## WHAT TO DO
Copy the data word for word, keeping every line.

Labeled shape records:
————
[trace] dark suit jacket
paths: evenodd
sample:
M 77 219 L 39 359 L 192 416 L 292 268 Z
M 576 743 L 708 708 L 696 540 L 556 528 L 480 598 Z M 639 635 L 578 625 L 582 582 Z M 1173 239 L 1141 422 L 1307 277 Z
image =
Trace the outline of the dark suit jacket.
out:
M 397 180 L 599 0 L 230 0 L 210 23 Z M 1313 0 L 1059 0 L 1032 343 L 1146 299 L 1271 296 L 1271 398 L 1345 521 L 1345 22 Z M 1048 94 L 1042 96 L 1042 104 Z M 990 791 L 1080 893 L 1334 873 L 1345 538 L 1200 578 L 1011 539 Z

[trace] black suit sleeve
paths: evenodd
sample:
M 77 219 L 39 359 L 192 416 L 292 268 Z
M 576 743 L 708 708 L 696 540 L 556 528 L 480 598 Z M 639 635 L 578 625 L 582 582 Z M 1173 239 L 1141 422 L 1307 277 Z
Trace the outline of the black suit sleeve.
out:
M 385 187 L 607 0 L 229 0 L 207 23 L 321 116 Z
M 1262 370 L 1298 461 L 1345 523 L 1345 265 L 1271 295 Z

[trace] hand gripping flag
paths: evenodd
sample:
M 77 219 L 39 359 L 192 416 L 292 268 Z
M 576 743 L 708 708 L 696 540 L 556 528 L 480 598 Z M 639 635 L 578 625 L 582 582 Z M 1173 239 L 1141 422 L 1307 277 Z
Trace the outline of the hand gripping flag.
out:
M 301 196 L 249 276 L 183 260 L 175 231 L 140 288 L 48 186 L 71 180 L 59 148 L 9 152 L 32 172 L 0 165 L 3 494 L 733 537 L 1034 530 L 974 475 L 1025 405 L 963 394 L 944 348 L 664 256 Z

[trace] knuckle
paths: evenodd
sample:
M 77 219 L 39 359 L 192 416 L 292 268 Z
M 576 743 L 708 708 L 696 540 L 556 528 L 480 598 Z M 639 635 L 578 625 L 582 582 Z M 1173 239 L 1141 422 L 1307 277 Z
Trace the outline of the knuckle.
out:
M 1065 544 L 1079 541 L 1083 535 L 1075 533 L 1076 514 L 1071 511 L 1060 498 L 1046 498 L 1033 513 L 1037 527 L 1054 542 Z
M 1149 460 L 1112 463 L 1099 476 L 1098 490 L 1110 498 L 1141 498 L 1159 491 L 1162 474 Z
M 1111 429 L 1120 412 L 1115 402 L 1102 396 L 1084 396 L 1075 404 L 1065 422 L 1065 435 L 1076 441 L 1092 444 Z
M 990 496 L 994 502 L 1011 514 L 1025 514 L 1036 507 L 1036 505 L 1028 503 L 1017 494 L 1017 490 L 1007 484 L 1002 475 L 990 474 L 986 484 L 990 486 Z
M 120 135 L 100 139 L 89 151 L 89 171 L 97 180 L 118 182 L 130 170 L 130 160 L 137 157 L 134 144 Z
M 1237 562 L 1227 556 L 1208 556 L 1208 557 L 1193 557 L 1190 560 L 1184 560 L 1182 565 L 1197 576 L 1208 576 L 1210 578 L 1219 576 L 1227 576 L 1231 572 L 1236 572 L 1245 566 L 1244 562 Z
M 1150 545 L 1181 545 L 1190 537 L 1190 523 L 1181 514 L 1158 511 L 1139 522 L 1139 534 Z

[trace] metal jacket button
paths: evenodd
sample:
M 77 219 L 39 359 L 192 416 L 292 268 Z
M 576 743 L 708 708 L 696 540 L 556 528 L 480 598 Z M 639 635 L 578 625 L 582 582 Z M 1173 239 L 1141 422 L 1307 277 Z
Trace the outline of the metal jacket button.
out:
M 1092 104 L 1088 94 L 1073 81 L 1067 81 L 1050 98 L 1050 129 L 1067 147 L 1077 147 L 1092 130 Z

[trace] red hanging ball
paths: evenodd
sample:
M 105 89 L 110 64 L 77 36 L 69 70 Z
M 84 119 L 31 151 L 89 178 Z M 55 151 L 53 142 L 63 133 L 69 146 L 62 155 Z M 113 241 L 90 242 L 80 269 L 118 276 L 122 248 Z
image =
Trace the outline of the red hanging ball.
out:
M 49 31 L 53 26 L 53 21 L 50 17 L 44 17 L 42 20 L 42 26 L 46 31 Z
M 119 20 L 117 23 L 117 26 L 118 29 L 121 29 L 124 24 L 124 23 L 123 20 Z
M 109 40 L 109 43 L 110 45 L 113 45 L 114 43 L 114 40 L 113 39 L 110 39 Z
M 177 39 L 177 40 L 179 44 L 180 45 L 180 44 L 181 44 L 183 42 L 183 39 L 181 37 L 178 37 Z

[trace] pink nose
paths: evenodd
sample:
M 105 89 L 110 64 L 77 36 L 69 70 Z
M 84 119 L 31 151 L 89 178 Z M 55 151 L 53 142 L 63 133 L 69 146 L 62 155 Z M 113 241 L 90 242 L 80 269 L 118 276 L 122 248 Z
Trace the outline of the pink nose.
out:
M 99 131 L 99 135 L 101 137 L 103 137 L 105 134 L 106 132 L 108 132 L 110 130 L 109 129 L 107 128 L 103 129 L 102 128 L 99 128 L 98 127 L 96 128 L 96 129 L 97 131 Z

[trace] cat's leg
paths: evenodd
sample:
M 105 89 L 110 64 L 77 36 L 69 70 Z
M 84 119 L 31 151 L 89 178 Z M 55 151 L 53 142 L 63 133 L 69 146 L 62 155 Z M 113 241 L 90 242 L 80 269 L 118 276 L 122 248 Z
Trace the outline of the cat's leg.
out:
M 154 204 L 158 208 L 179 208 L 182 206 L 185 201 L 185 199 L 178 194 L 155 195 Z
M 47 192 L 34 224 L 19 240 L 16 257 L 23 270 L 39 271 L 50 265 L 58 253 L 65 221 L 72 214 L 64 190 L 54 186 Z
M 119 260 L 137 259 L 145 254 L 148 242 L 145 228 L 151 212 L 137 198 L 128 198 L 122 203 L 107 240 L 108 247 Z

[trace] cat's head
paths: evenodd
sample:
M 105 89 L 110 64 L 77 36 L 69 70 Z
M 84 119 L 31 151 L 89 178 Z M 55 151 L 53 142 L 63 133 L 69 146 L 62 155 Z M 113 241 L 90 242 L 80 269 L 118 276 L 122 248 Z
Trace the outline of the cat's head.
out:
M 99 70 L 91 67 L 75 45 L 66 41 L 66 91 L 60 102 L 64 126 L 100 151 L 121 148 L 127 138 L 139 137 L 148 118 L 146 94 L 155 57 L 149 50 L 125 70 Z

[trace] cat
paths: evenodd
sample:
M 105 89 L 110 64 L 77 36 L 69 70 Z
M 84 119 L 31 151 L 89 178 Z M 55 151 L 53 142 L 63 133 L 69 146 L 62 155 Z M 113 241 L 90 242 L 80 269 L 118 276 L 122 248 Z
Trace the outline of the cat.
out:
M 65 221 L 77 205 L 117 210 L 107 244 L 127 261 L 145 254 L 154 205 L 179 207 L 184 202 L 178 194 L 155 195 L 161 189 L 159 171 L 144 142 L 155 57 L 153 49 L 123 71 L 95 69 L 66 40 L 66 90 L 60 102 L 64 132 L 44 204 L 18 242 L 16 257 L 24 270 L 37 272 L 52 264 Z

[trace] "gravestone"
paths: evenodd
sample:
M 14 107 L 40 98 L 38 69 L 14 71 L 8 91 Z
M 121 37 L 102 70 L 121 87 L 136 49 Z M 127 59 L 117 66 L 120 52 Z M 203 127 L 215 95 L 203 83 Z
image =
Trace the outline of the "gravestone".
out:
————
## RESPONSE TO THE EXERCISE
[trace] dark suit jacket
paths: evenodd
sample:
M 77 219 L 39 359 L 192 416 L 292 268 Z
M 576 743 L 708 708 L 696 540 L 556 528 L 480 598 Z M 639 635 L 578 625 L 582 582 Z M 1173 239 L 1141 422 L 1307 277 Z
image =
Trace the outline of the dark suit jacket.
out:
M 397 180 L 599 0 L 230 0 L 210 23 Z M 1313 0 L 1059 0 L 1032 343 L 1146 299 L 1271 296 L 1271 398 L 1345 521 L 1345 22 Z M 1048 94 L 1042 96 L 1042 104 Z M 990 791 L 1080 893 L 1334 873 L 1345 538 L 1200 578 L 1011 539 Z

[trace] black suit sleeve
paths: evenodd
sample:
M 77 219 L 39 359 L 192 416 L 292 268 Z
M 576 743 L 708 708 L 696 540 L 556 528 L 480 598 Z M 639 635 L 578 625 L 582 582 Z M 1173 239 L 1141 422 L 1307 277 Z
Trace the outline of the black suit sleeve.
out:
M 385 187 L 607 0 L 229 0 L 207 23 L 321 116 Z
M 1262 370 L 1298 461 L 1345 523 L 1345 265 L 1271 295 Z

[trace] hand gripping flag
paths: evenodd
sample:
M 77 219 L 39 359 L 192 416 L 292 268 Z
M 576 743 L 708 708 L 696 540 L 556 528 L 480 598 Z M 639 635 L 578 625 L 582 582 Z M 1173 239 L 1141 422 L 1307 277 Z
Trace the outline of the hand gripping flag.
out:
M 301 196 L 249 276 L 183 260 L 175 231 L 140 288 L 48 186 L 71 180 L 59 148 L 9 152 L 32 172 L 0 165 L 3 494 L 733 537 L 1034 530 L 974 475 L 1025 405 L 963 394 L 944 348 L 664 256 Z

[trace] knuckle
paths: evenodd
sample:
M 77 219 L 39 359 L 192 416 L 292 268 Z
M 576 743 L 708 708 L 696 540 L 556 528 L 480 598 Z M 639 635 L 578 625 L 582 582 Z M 1173 239 L 1141 422 L 1307 277 Z
Trace the outline of the knuckle.
out:
M 1065 544 L 1079 541 L 1083 535 L 1075 533 L 1076 514 L 1071 511 L 1060 498 L 1046 498 L 1033 513 L 1037 527 L 1054 542 Z
M 1149 460 L 1112 463 L 1099 476 L 1098 490 L 1110 498 L 1141 498 L 1159 491 L 1162 474 Z
M 1111 429 L 1120 412 L 1115 402 L 1102 396 L 1084 396 L 1075 404 L 1065 422 L 1065 435 L 1076 441 L 1092 444 Z
M 990 496 L 994 502 L 1011 514 L 1025 514 L 1036 507 L 1036 505 L 1028 503 L 1017 494 L 1017 490 L 1007 484 L 1002 475 L 990 474 L 986 484 L 990 486 Z
M 120 135 L 100 139 L 89 151 L 89 171 L 97 180 L 118 182 L 130 170 L 130 160 L 137 157 L 134 144 Z
M 1237 562 L 1227 556 L 1208 556 L 1208 557 L 1193 557 L 1190 560 L 1184 560 L 1182 565 L 1197 576 L 1208 576 L 1210 578 L 1219 576 L 1227 576 L 1231 572 L 1236 572 L 1245 566 L 1244 562 Z
M 1150 545 L 1181 545 L 1190 537 L 1190 523 L 1181 514 L 1158 511 L 1139 522 L 1139 534 Z

[trace] metal jacket button
paths: evenodd
sample:
M 77 219 L 39 359 L 192 416 L 292 268 Z
M 576 743 L 708 708 L 696 540 L 556 528 L 480 598 Z M 639 635 L 578 625 L 582 582 Z M 1173 239 L 1141 422 L 1307 277 Z
Trace the outline of the metal jacket button.
out:
M 1092 104 L 1088 94 L 1073 81 L 1067 81 L 1050 98 L 1050 129 L 1067 147 L 1077 147 L 1092 130 Z

[trace] red hanging ball
paths: evenodd
sample:
M 105 89 L 110 64 L 77 36 L 69 70 Z
M 84 119 L 31 151 L 89 178 Z M 55 151 L 53 142 L 63 133 L 69 146 L 62 155 Z M 113 241 L 90 242 L 80 269 L 118 276 L 122 248 Z
image =
Trace the outline of the red hanging ball.
out:
M 49 31 L 53 26 L 53 21 L 50 17 L 44 17 L 42 20 L 42 26 L 46 31 Z
M 119 20 L 117 23 L 117 26 L 118 29 L 121 29 L 124 24 L 124 23 L 123 20 Z
M 109 40 L 109 43 L 110 45 L 113 45 L 114 43 L 114 40 L 113 39 L 110 39 Z
M 177 39 L 177 40 L 179 44 L 180 45 L 180 44 L 181 44 L 183 42 L 183 39 L 181 37 L 178 37 Z

[trace] pink nose
paths: evenodd
sample:
M 105 89 L 110 64 L 77 36 L 69 70 Z
M 84 119 L 31 151 L 89 178 Z M 55 151 L 53 142 L 63 133 L 69 146 L 62 155 Z M 113 241 L 90 242 L 80 269 L 118 276 L 122 248 Z
Trace the outline of the pink nose.
out:
M 99 131 L 99 135 L 101 137 L 103 137 L 105 134 L 106 132 L 108 132 L 110 130 L 109 129 L 107 128 L 103 129 L 102 128 L 99 128 L 98 127 L 96 128 L 96 129 L 97 131 Z

[trace] cat's leg
paths: evenodd
sample:
M 105 89 L 110 64 L 77 36 L 69 70 Z
M 84 119 L 31 151 L 89 178 Z M 55 151 L 53 142 L 63 133 L 69 146 L 62 155 Z M 113 241 L 90 242 L 80 269 L 118 276 L 122 248 Z
Trace the outline of the cat's leg.
out:
M 154 204 L 158 208 L 179 208 L 182 206 L 185 201 L 185 199 L 178 194 L 155 195 Z
M 47 192 L 34 224 L 19 240 L 16 257 L 23 270 L 39 271 L 50 265 L 58 253 L 65 221 L 72 214 L 64 190 L 54 186 Z
M 119 260 L 137 259 L 145 254 L 148 242 L 145 228 L 151 212 L 137 198 L 128 198 L 122 203 L 107 240 L 108 247 Z

[trace] cat's head
paths: evenodd
sample:
M 105 89 L 110 64 L 77 36 L 69 70 Z
M 84 119 L 31 151 L 89 178 Z M 55 151 L 53 142 L 63 133 L 69 146 L 62 155 Z M 113 241 L 90 242 L 80 269 L 118 276 L 122 248 Z
Trace the outline of the cat's head.
out:
M 99 70 L 91 67 L 75 45 L 66 41 L 66 91 L 60 102 L 64 126 L 100 151 L 121 148 L 127 138 L 139 137 L 148 118 L 146 94 L 155 57 L 149 50 L 125 70 Z

[trace] cat
paths: evenodd
sample:
M 105 89 L 110 64 L 77 36 L 69 70 Z
M 84 119 L 31 151 L 89 178 Z M 55 151 L 53 142 L 63 133 L 69 146 L 62 155 Z M 113 241 L 90 242 L 80 269 L 118 276 L 122 248 Z
Trace the outline of the cat.
out:
M 65 221 L 77 205 L 117 210 L 107 244 L 127 261 L 145 254 L 154 205 L 179 207 L 184 202 L 178 194 L 155 195 L 161 189 L 159 171 L 144 142 L 155 57 L 153 49 L 123 71 L 95 69 L 66 40 L 66 90 L 60 102 L 64 132 L 44 204 L 18 242 L 16 257 L 24 270 L 37 272 L 52 264 Z

[trace] "gravestone"
paths: evenodd
sample:
M 14 107 L 40 98 L 38 69 L 14 71 L 8 91 Z
M 121 37 L 102 70 L 121 87 L 136 49 Z M 127 59 L 117 66 L 120 52 Z M 203 127 L 215 95 L 203 83 Z
image =
Trace the outline of the "gravestone".
out:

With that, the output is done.